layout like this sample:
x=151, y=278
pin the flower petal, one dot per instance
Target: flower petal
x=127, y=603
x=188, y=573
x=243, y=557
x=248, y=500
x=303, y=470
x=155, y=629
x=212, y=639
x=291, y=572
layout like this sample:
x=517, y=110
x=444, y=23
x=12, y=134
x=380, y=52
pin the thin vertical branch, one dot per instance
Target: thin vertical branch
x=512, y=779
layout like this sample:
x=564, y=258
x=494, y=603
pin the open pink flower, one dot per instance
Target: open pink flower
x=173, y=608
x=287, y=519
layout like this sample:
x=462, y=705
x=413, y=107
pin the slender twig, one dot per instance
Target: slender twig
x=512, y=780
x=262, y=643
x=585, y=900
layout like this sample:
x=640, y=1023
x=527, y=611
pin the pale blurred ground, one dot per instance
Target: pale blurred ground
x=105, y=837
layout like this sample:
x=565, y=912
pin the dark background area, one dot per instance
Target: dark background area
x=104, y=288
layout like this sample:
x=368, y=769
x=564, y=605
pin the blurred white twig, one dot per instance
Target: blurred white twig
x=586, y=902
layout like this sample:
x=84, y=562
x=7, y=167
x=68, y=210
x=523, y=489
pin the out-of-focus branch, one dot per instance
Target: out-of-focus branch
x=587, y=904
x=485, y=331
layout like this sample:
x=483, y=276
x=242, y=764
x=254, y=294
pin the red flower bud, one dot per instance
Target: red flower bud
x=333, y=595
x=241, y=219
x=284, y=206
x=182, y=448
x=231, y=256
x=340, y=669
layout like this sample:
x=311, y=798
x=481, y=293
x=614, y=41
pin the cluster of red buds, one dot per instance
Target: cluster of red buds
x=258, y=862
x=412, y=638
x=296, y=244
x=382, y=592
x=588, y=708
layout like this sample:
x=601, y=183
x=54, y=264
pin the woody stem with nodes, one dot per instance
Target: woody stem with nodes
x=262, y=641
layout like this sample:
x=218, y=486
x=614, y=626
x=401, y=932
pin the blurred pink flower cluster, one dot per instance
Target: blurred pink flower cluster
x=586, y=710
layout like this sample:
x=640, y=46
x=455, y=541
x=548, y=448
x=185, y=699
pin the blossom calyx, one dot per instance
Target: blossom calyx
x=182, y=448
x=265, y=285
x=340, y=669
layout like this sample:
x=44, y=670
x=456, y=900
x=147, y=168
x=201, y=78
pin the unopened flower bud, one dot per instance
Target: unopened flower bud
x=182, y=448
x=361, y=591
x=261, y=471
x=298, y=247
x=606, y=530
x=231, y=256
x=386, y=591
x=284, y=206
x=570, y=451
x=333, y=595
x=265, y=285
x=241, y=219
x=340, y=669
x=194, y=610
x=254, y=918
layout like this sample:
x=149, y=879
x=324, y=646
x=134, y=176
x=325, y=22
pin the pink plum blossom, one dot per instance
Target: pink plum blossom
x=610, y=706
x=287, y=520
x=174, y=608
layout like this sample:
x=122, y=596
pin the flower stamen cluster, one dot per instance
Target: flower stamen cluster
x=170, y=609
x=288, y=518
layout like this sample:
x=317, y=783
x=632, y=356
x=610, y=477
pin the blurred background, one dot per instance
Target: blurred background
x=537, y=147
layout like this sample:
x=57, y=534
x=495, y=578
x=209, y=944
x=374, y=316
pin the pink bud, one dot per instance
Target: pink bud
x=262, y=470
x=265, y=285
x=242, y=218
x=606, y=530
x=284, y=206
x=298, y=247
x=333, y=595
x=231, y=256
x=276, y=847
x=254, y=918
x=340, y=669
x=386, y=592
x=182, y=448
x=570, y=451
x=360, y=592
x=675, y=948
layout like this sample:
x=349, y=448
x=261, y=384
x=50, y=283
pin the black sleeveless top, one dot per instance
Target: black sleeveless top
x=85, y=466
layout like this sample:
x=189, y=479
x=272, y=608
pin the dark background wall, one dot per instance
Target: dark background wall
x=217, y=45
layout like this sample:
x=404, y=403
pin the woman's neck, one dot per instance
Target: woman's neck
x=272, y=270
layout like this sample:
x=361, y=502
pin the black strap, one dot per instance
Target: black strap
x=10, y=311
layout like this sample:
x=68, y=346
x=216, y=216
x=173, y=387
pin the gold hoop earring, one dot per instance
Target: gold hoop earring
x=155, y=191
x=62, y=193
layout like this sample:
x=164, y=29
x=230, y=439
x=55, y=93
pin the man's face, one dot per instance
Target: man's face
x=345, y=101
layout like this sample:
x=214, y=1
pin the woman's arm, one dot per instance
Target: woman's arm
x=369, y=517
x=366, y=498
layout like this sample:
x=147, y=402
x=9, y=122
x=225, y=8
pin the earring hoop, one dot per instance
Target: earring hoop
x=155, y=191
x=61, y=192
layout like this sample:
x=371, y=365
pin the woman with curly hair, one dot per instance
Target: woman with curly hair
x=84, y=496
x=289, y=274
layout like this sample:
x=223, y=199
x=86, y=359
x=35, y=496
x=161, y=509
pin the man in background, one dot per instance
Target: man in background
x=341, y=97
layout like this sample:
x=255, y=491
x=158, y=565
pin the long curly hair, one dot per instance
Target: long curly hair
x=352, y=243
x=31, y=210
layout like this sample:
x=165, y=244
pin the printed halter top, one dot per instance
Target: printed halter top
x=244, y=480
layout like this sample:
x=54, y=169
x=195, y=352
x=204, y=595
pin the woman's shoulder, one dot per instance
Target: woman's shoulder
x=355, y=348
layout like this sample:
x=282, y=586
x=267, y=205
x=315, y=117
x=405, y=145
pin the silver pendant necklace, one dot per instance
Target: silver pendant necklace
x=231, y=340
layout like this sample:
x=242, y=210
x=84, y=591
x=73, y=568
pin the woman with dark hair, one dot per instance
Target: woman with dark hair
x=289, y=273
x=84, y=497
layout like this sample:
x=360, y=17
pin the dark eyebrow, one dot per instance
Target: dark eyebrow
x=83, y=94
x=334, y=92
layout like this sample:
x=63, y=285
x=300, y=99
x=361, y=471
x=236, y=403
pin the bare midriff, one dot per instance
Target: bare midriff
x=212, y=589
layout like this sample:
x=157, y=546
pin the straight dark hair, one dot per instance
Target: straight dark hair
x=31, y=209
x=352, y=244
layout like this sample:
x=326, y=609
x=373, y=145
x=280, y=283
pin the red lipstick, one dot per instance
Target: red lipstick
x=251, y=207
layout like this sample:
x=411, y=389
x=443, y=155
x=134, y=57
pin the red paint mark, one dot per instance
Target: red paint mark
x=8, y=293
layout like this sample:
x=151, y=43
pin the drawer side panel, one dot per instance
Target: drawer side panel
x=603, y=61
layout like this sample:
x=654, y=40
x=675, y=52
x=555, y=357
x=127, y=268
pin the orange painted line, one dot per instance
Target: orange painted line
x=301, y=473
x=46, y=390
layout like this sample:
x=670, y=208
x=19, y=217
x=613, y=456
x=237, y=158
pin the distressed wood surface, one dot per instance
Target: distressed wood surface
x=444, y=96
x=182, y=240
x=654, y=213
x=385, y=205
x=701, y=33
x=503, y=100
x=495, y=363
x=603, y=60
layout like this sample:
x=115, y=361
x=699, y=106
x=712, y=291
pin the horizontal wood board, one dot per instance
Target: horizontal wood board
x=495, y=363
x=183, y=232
* * * * *
◆ **Aim of the exercise**: Please reproduce the entire listing above, swapping each "one dot per instance" for "one point per instance" and leaving everything else unchanged.

◆ **Worked answer**:
layout like this sample:
x=151, y=278
pin the flower petal, one point per instance
Target: flower petal
x=127, y=603
x=188, y=573
x=243, y=557
x=248, y=500
x=303, y=470
x=155, y=629
x=212, y=639
x=291, y=572
layout like this sample:
x=517, y=110
x=444, y=23
x=12, y=134
x=380, y=52
pin the thin vertical branch, one point per instance
Target: thin vertical branch
x=512, y=779
layout like this sample:
x=564, y=258
x=494, y=603
pin the open pink flower, one point per instance
Target: open pink flower
x=173, y=608
x=287, y=519
layout like this sample:
x=462, y=705
x=413, y=107
pin the slender twig, one point per instance
Target: slender twig
x=512, y=780
x=262, y=643
x=585, y=900
layout like this sample:
x=640, y=1023
x=527, y=611
pin the pale blurred ground, one point per instance
Target: pale blurred ground
x=105, y=837
layout like this sample:
x=565, y=912
pin the dark background area, one point per instance
Target: dark background area
x=104, y=288
layout like this sample:
x=368, y=769
x=564, y=605
pin the blurred white twig, one point per instance
Target: blurred white twig
x=586, y=902
layout like this sample:
x=84, y=562
x=7, y=167
x=68, y=210
x=523, y=489
pin the out-of-focus branch, one point per instance
Target: out-of-focus branch
x=587, y=904
x=485, y=331
layout like this sample:
x=483, y=276
x=242, y=764
x=254, y=294
pin the red flower bud, one point per instance
Target: red flower bud
x=333, y=595
x=241, y=219
x=284, y=206
x=182, y=448
x=231, y=256
x=340, y=669
layout like this sample:
x=311, y=798
x=481, y=293
x=614, y=41
pin the cluster of red buds, one point per instance
Target: cluster of red buds
x=258, y=862
x=412, y=638
x=296, y=244
x=382, y=592
x=588, y=708
layout like this sample:
x=601, y=183
x=54, y=264
pin the woody stem with nodes, one point per instance
Target: woody stem with nodes
x=262, y=641
layout like this sample:
x=218, y=486
x=614, y=626
x=401, y=932
pin the blurred pink flower cluster, one point per instance
Target: blurred pink flower cluster
x=586, y=710
layout like this sample:
x=640, y=46
x=455, y=541
x=548, y=448
x=185, y=699
pin the blossom calyx, one point per instance
Target: blossom calyx
x=182, y=448
x=265, y=285
x=340, y=669
layout like this sample:
x=44, y=670
x=456, y=900
x=147, y=168
x=201, y=78
pin the unopened flower bud, one point per instance
Target: unopened flower bud
x=182, y=448
x=361, y=591
x=261, y=471
x=298, y=247
x=606, y=530
x=231, y=256
x=386, y=591
x=284, y=206
x=570, y=451
x=333, y=595
x=265, y=285
x=241, y=219
x=340, y=669
x=194, y=610
x=254, y=918
layout like this sample:
x=149, y=879
x=324, y=646
x=134, y=176
x=325, y=22
pin the pink plum blossom, one point per instance
Target: pink plum blossom
x=610, y=706
x=287, y=520
x=174, y=608
layout like this sample:
x=122, y=596
pin the flower stamen cluster, one point per instance
Target: flower stamen cluster
x=170, y=609
x=288, y=518
layout like this sample:
x=317, y=783
x=632, y=356
x=610, y=477
pin the blurred background, one point per instance
Target: blurred background
x=537, y=147
layout like this sample:
x=57, y=534
x=495, y=578
x=209, y=944
x=374, y=316
pin the pink bud, one point per instance
Target: pink bud
x=262, y=470
x=265, y=285
x=242, y=218
x=606, y=530
x=284, y=206
x=298, y=247
x=333, y=595
x=231, y=256
x=276, y=847
x=254, y=918
x=340, y=669
x=386, y=592
x=182, y=448
x=570, y=451
x=360, y=592
x=675, y=948
layout like this sample:
x=349, y=448
x=261, y=384
x=50, y=283
pin the black sleeveless top, one point per instance
Target: black sleeveless top
x=85, y=466
layout like this sample:
x=189, y=479
x=272, y=608
pin the dark background wall, one point per instance
Target: dark background wall
x=217, y=45
layout like this sample:
x=404, y=403
pin the woman's neck, one point per instance
Target: woman's neck
x=272, y=270
layout like this sample:
x=361, y=502
pin the black strap, one point per instance
Target: black strap
x=10, y=311
layout like this sample:
x=68, y=346
x=216, y=216
x=173, y=387
pin the gold hoop earring, one point per instance
Target: gold hoop earring
x=155, y=191
x=62, y=193
layout like this sample:
x=164, y=29
x=230, y=439
x=55, y=93
pin the man's face, one point per instance
Target: man's face
x=345, y=101
layout like this sample:
x=214, y=1
pin the woman's arm, one point per instance
Target: woman's arm
x=369, y=517
x=366, y=498
layout like this sample:
x=147, y=402
x=9, y=122
x=225, y=8
pin the earring hoop, one point per instance
Target: earring hoop
x=155, y=191
x=61, y=192
layout like this sample:
x=371, y=365
pin the woman with curly hair, one point per instance
Target: woman with curly hair
x=84, y=496
x=289, y=274
layout like this sample:
x=223, y=199
x=86, y=359
x=35, y=496
x=161, y=509
pin the man in background, one point per instance
Target: man in background
x=341, y=97
layout like this sample:
x=255, y=491
x=158, y=565
pin the long curly hair, one point per instance
Target: long curly hair
x=352, y=243
x=31, y=210
layout like this sample:
x=165, y=244
pin the printed halter top, one point per instance
Target: printed halter top
x=244, y=480
layout like this sample:
x=54, y=169
x=195, y=352
x=204, y=595
pin the woman's shoulder, one point per instance
Target: woman's shoulder
x=355, y=348
layout like this sample:
x=282, y=586
x=267, y=205
x=315, y=117
x=405, y=145
pin the silver pendant necklace, one point per instance
Target: silver pendant necklace
x=231, y=340
layout like this sample:
x=242, y=210
x=84, y=591
x=73, y=568
pin the woman with dark hair, one point per instance
Target: woman with dark hair
x=289, y=273
x=84, y=497
layout like this sample:
x=360, y=17
pin the dark eyebrow, one point per instance
Target: dark eyebrow
x=83, y=94
x=334, y=92
layout like this sample:
x=63, y=285
x=300, y=99
x=361, y=471
x=236, y=403
pin the bare midriff, one point per instance
Target: bare midriff
x=212, y=589
layout like this sample:
x=157, y=546
pin the straight dark hair, one point per instance
Target: straight dark hair
x=31, y=209
x=352, y=244
layout like this sample:
x=326, y=609
x=373, y=145
x=280, y=283
pin the red lipstick, one point per instance
Target: red lipstick
x=251, y=207
layout like this sample:
x=411, y=389
x=443, y=155
x=134, y=57
pin the red paint mark, one point per instance
Target: red paint mark
x=8, y=293
layout like this sample:
x=151, y=43
pin the drawer side panel, one point per instance
Target: drawer side panel
x=603, y=61
layout like this sample:
x=654, y=40
x=675, y=52
x=555, y=357
x=127, y=268
pin the orange painted line, one point per instance
Target: orange painted line
x=301, y=473
x=46, y=390
layout like this sample:
x=670, y=208
x=19, y=217
x=613, y=456
x=237, y=158
pin the distressed wood surface, one point per instance
Target: distressed wood surface
x=444, y=96
x=182, y=240
x=654, y=213
x=385, y=205
x=701, y=33
x=503, y=100
x=495, y=363
x=603, y=60
layout like this sample:
x=115, y=361
x=699, y=106
x=712, y=291
pin the horizontal wood board, one point per instance
Target: horizontal wood board
x=495, y=363
x=183, y=232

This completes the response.